(Data items)
>>>>
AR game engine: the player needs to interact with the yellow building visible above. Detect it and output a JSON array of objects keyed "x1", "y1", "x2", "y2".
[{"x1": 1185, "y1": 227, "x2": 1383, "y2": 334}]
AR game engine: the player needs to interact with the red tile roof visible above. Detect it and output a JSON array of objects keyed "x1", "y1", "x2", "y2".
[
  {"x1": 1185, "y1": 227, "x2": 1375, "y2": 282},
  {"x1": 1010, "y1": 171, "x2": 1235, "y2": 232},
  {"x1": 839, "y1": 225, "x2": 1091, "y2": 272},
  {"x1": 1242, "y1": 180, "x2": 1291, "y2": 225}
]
<<<<
>>>>
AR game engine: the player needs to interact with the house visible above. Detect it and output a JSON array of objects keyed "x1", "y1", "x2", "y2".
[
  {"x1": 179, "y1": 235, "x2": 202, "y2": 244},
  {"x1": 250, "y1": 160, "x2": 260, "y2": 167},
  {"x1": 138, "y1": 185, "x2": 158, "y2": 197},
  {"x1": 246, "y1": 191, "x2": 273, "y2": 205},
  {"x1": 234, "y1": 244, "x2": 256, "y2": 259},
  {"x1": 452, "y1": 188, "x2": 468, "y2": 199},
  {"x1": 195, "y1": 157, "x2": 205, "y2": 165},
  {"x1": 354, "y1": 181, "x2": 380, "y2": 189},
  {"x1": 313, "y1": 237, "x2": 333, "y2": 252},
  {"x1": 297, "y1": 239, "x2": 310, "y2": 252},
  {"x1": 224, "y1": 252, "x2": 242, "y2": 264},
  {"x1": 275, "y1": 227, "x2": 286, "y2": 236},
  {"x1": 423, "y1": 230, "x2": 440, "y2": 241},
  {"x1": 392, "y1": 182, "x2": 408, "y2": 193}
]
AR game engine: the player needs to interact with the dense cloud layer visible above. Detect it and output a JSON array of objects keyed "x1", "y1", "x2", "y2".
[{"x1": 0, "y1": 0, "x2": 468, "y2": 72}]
<<<<
Task statement:
Select every line of the items above that contains the word "Detect", and copy each of those lines. Treat case as significant, so match only that exact capitalization.

Solved problem:
AR game engine: the player needs to interact with the yellow building visible above. Detect it and output a JSON array of objects keyed "x1", "y1", "x2", "y2".
AR game engine: the player needs to interact with the red tile roof visible above. Detect it and output a JSON array of objects keyed "x1", "y1", "x2", "y2".
AR game engine: the player needs to interact with the house visible above. Detect it and output a JSON array of objects keyed "x1", "y1", "x2", "y2".
AR game engine: the player needs to interact with the dense cloud layer visible above. Detect it and output a JSON array of objects keyed "x1", "y1", "x2", "y2".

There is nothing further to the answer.